Extrait source:
Le citron était pressé

Il savait que la saison serait difficile et qu’il n’en serait pas satisfait.

Etes-vous content que la saison soit achevée et qu’Anderlecht soit européen?

Aimé Anthuenis: A cinq journées de la fin, jusqu’à notre défaite contre St-Trond, nous pouvions viser les deux premières places et la Ligue des Champions. Je ne dis pas que nous aurions dû terminer plus haut. Au terme des 34 journées, les chiffres donnent le reflet exact du championnat. Nous avons réalisé trop de nuls. Le football a ses lois. Pour être champion, il faut marquer 80 buts et compter deux hommes dans le Top dix des buteurs. Ensemble, ces attaquants doivent inscrire 40 buts. Bruges effectue le même constat, d’où les critiques qui pleuvent sur Mendoza. Evidemment, tous les avants peuvent traverser une période de vaches maigres.

Et on ne peut pas perdre plus de quatre rencontres. Nous avons été balayés en septembre et en octobre, avant de signer une jolie remontée, mais jamais nous ne nous sommes vraiment distingués. Ça ne me surprend pas: je m’attendais à vivre une saison difficile. Comment peut-il en être autrement quand vous perdez votre potentiel offensif et, qu’en plus, vous restez sur une année exceptionnelle, durant laquelle vous n’avez essuyé qu’une seule défaite, à la 92e minute, à La Gantoise, et où vous atteignez le deuxième tour de la Ligue des Champions. Les gens ne saisissent pas à quel point cette saison-là a été exceptionnelle ni à quel niveau nous avons évolué, y compris sur la scène europénne.

Je savais qu’il était impossible de rééditer une pareille saison, ce qu’exigeaient les observateurs.

On a dépensé l’argent du transfert de Jan Koller pour acheter sept alternatives en attaque. Une erreur?

Mieux vaut acheter un tout bon que quatre ou cinq joueurs mais Anderlecht n’a pas modifié sa philosophie. Il observe des limites, qu’il s’agisse des salaires ou du montant des transferts. Du coup, il doit renoncer à beaucoup de joueurs. J’ai le sentiment que si c’était à refaire…

Le non d’Hossam

La percée d’Hossam à l’Ajax fait-elle mal?

Hossam n’a pas reculé devant Anthuenis. Il a beaucoup apprécié notre entretien. L’argent a joué un rôle décisif, après le match GBA-Gand, auquel assistait Beenhakker. Hossam avait joué un match formidable à gauche. Le fait que je ne pouvais lui garantir de place de titulaire n’a rien à voir. Hossam m’avait séduit et il aurait joué. J’insistais pour l’enrôler depuis le mois de février mais Anderlecht a été trop loyal et ne l’a pas fait.

Jestrovic semblait n’avoir qu’une fêlure au tibia, mais c’était une fracture. En 4-4-2, je tenais mon duo. Les problèmes ont commencé au début de la préparation, les joueurs étaient vidés, physiquement et mentalement. Et Radzinski est parti. Nous suivions Thompson à Harelbeke et Seol à l’Antwerp. Etait-ce trop tôt pour eux ou avons-nous manqué de patience?

Anderlecht émarge à l’élite. On n’y a pas de patience, par définition.

Exact. Il est impossible de déclarer qu’on va vivre une saison de transition.

Données fournies:
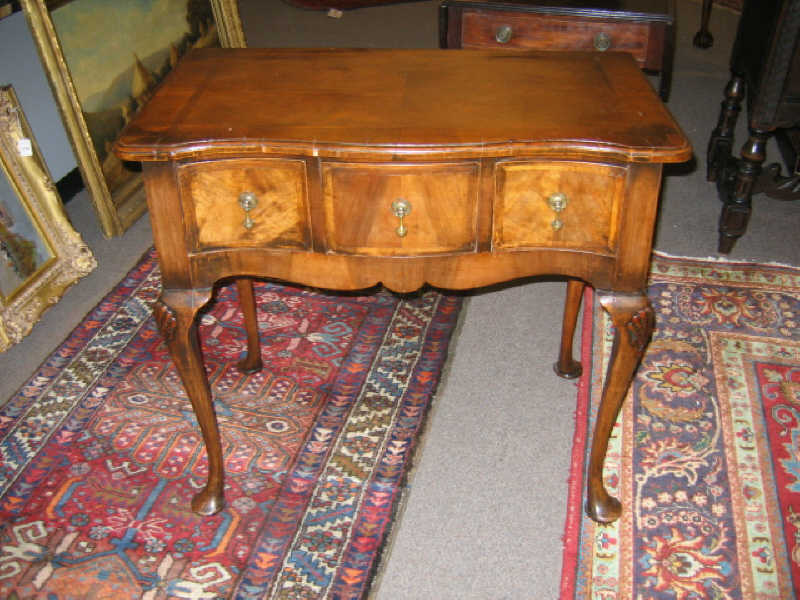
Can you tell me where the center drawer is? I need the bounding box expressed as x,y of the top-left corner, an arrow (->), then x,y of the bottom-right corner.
322,162 -> 479,256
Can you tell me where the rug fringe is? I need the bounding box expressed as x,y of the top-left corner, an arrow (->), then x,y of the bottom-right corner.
653,250 -> 800,269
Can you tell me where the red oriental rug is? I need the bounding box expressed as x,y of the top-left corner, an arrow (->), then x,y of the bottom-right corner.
0,247 -> 460,600
561,257 -> 800,600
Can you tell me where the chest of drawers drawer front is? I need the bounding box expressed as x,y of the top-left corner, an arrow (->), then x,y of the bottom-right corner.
461,10 -> 650,65
178,158 -> 310,250
492,162 -> 627,252
322,162 -> 479,256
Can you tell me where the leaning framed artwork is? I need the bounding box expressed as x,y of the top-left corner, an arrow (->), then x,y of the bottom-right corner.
22,0 -> 245,237
0,86 -> 97,352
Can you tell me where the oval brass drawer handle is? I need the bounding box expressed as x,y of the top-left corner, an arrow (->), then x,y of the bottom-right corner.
239,192 -> 258,229
594,31 -> 611,52
547,192 -> 567,231
494,25 -> 514,44
392,198 -> 411,237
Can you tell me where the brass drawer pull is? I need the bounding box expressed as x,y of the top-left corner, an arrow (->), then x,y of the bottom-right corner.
547,192 -> 567,231
392,198 -> 411,237
239,192 -> 258,230
594,31 -> 611,52
494,25 -> 514,44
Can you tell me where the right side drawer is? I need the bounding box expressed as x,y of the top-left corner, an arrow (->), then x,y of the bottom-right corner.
492,160 -> 628,253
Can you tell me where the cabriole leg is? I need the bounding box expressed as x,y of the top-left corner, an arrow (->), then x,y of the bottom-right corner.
236,277 -> 263,374
553,279 -> 585,379
586,290 -> 654,523
153,289 -> 225,515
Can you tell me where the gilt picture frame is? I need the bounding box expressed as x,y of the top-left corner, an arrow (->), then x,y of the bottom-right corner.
22,0 -> 245,237
0,86 -> 97,352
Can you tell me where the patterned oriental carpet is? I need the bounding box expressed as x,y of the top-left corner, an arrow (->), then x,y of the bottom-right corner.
561,257 -> 800,600
0,247 -> 461,600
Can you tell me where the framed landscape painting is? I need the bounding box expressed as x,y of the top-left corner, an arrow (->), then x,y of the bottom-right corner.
22,0 -> 245,237
0,86 -> 97,352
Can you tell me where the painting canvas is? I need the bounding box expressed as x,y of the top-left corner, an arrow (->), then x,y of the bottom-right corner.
22,0 -> 244,237
52,0 -> 218,214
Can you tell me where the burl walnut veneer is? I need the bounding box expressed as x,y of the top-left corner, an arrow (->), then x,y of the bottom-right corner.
116,49 -> 691,522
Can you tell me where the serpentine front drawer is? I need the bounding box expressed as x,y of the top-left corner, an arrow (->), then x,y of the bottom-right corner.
492,161 -> 628,252
178,158 -> 310,250
322,161 -> 480,256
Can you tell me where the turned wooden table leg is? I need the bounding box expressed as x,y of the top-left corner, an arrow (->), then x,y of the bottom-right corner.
718,129 -> 769,254
553,279 -> 586,379
153,289 -> 225,515
692,0 -> 714,48
706,75 -> 745,181
236,277 -> 263,374
586,290 -> 654,523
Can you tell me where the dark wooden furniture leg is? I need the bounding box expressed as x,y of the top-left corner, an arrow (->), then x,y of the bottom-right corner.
586,290 -> 654,523
718,129 -> 769,254
236,277 -> 263,374
153,289 -> 225,515
692,0 -> 714,48
553,279 -> 586,379
706,75 -> 745,181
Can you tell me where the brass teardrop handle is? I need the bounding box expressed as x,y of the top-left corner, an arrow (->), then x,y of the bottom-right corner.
594,31 -> 611,52
547,192 -> 567,231
392,198 -> 411,237
239,192 -> 258,229
494,25 -> 514,44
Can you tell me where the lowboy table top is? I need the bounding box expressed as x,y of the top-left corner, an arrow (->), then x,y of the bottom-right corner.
116,49 -> 691,162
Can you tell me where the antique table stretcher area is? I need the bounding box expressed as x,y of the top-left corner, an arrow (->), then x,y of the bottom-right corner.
116,49 -> 691,522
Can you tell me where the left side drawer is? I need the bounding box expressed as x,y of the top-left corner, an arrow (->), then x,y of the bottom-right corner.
178,158 -> 310,250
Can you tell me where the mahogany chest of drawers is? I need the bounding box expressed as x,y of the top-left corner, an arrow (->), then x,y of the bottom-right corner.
439,0 -> 675,100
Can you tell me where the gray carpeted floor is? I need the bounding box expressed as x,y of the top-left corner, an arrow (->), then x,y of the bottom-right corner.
0,0 -> 800,600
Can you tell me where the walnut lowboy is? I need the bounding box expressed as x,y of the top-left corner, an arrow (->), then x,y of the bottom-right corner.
116,49 -> 691,522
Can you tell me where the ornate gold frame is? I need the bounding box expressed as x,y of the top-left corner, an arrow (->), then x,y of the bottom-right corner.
21,0 -> 245,237
0,86 -> 97,352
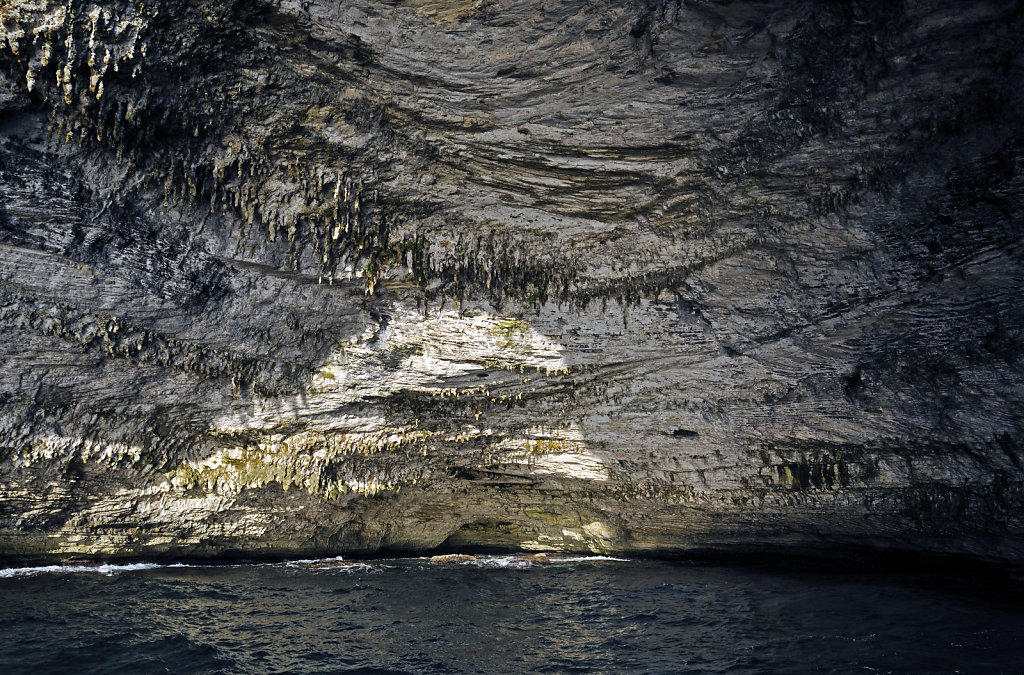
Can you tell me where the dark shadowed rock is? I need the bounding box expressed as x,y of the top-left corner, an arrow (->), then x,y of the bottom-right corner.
0,0 -> 1024,562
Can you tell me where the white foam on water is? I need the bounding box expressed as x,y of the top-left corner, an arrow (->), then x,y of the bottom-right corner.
549,555 -> 632,562
0,562 -> 180,579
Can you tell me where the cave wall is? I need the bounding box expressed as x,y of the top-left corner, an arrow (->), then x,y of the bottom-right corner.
0,0 -> 1024,562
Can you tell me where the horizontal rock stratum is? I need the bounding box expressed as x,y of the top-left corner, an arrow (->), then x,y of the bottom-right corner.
0,0 -> 1024,562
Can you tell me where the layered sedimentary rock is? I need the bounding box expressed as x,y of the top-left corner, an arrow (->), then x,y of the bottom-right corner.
0,0 -> 1024,562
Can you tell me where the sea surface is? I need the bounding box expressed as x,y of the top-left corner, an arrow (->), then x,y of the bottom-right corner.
0,556 -> 1024,675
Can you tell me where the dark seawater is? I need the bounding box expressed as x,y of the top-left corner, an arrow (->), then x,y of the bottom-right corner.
0,556 -> 1024,675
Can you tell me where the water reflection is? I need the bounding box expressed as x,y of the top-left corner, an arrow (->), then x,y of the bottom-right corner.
0,558 -> 1024,673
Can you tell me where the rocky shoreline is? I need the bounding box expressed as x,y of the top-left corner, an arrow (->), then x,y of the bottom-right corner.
0,0 -> 1024,564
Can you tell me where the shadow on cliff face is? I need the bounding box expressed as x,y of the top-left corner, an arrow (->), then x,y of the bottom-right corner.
0,2 -> 1024,557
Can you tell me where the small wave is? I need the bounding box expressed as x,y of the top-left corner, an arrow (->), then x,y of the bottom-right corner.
0,562 -> 182,579
419,553 -> 630,569
551,555 -> 632,562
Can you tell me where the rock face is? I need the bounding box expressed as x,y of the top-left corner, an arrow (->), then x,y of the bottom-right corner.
0,0 -> 1024,562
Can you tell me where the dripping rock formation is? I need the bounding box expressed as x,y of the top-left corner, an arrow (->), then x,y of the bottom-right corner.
0,0 -> 1024,562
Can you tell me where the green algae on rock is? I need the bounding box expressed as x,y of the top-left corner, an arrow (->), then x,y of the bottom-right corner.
0,0 -> 1024,562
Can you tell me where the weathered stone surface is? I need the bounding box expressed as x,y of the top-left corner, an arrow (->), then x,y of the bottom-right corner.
0,0 -> 1024,562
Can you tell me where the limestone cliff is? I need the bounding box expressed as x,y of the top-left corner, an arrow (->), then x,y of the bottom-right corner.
0,0 -> 1024,562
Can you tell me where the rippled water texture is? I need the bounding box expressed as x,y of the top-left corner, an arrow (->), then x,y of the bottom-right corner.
0,557 -> 1024,674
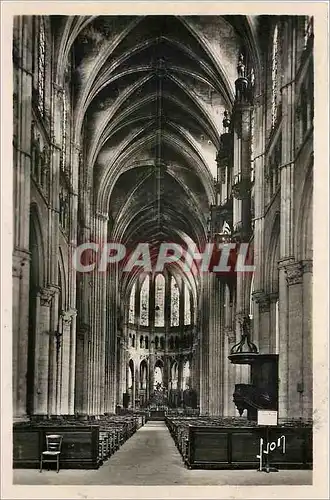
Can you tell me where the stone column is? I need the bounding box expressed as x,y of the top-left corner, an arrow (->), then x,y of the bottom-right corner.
302,260 -> 313,419
105,266 -> 118,413
59,309 -> 77,414
199,273 -> 210,415
253,290 -> 272,354
278,259 -> 292,418
12,16 -> 33,420
285,262 -> 304,418
30,288 -> 54,415
12,250 -> 30,420
209,274 -> 223,415
75,323 -> 89,415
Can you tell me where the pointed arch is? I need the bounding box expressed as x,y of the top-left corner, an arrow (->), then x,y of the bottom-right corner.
140,274 -> 150,326
155,274 -> 165,327
170,276 -> 180,326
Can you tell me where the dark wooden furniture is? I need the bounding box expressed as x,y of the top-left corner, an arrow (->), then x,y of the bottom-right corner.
13,426 -> 99,469
166,419 -> 313,469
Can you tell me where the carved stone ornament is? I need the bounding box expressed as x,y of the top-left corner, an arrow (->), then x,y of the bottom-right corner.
285,262 -> 303,286
61,309 -> 77,326
39,287 -> 55,307
252,290 -> 270,313
302,260 -> 313,273
224,326 -> 236,344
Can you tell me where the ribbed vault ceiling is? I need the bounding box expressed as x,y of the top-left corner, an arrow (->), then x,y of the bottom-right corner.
54,16 -> 255,296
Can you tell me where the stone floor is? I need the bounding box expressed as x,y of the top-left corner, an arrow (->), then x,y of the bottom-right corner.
13,422 -> 312,486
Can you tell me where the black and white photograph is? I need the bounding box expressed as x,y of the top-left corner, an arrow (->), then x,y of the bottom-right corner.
1,2 -> 328,498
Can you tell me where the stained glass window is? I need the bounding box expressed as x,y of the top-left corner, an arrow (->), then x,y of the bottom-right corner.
250,110 -> 255,182
272,24 -> 279,126
182,361 -> 190,390
128,283 -> 136,323
38,17 -> 46,115
61,90 -> 68,170
184,283 -> 191,325
155,274 -> 165,326
171,276 -> 180,326
140,276 -> 150,326
171,362 -> 178,389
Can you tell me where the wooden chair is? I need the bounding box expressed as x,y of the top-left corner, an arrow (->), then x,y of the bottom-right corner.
40,434 -> 63,472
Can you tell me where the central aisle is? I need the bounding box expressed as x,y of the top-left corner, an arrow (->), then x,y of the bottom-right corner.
14,421 -> 312,486
102,421 -> 186,485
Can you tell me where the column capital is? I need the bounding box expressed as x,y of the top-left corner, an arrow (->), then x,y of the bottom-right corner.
77,323 -> 90,338
252,290 -> 271,313
12,250 -> 31,278
53,82 -> 64,98
95,210 -> 109,221
269,292 -> 279,302
285,261 -> 303,286
223,326 -> 236,344
61,309 -> 77,326
37,286 -> 56,307
301,259 -> 313,274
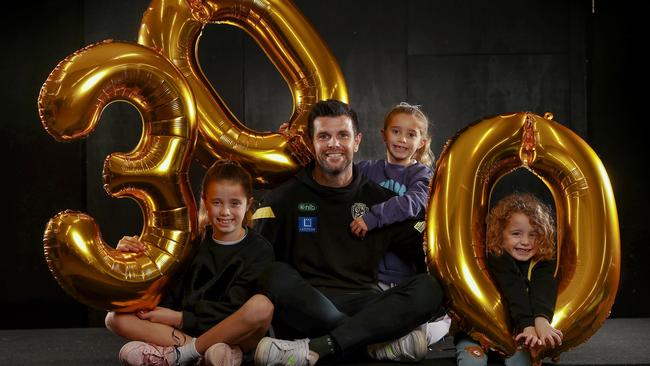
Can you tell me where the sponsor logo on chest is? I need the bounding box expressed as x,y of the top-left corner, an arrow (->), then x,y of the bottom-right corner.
298,202 -> 317,212
350,202 -> 370,219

Consignes:
• a. Dans l'extrait sur Anderlecht, combien de buts faut-il marquer pour être champion, selon Aimé Anthuenis ?
• b. Veuillez recopier le passage de l'extrait sur Anderlecht compris entre « Hossam n’a pas » et « patience, par définition. », inclus, en substituant « Courtrai » à « Harelbeke ».

Réponses par consigne:
• a. Il faut marquer 80 buts.

• b.
Hossam n’a pas reculé devant Anthuenis. Il a beaucoup apprécié notre entretien. L’argent a joué un rôle décisif, après le match GBA-Gand, auquel assistait Beenhakker. Hossam avait joué un match formidable à gauche. Le fait que je ne pouvais lui garantir de place de titulaire n’a rien à voir. Hossam m’avait séduit et il aurait joué. J’insistais pour l’enrôler depuis le mois de février mais Anderlecht a été trop loyal et ne l’a pas fait.

Jestrovic semblait n’avoir qu’une fêlure au tibia, mais c’était une fracture. En 4-4-2, je tenais mon duo. Les problèmes ont commencé au début de la préparation, les joueurs étaient vidés, physiquement et mentalement. Et Radzinski est parti. Nous suivions Thompson à Courtrai et Seol à l’Antwerp. Etait-ce trop tôt pour eux ou avons-nous manqué de patience?

Anderlecht émarge à l’élite. On n’y a pas de patience, par définition.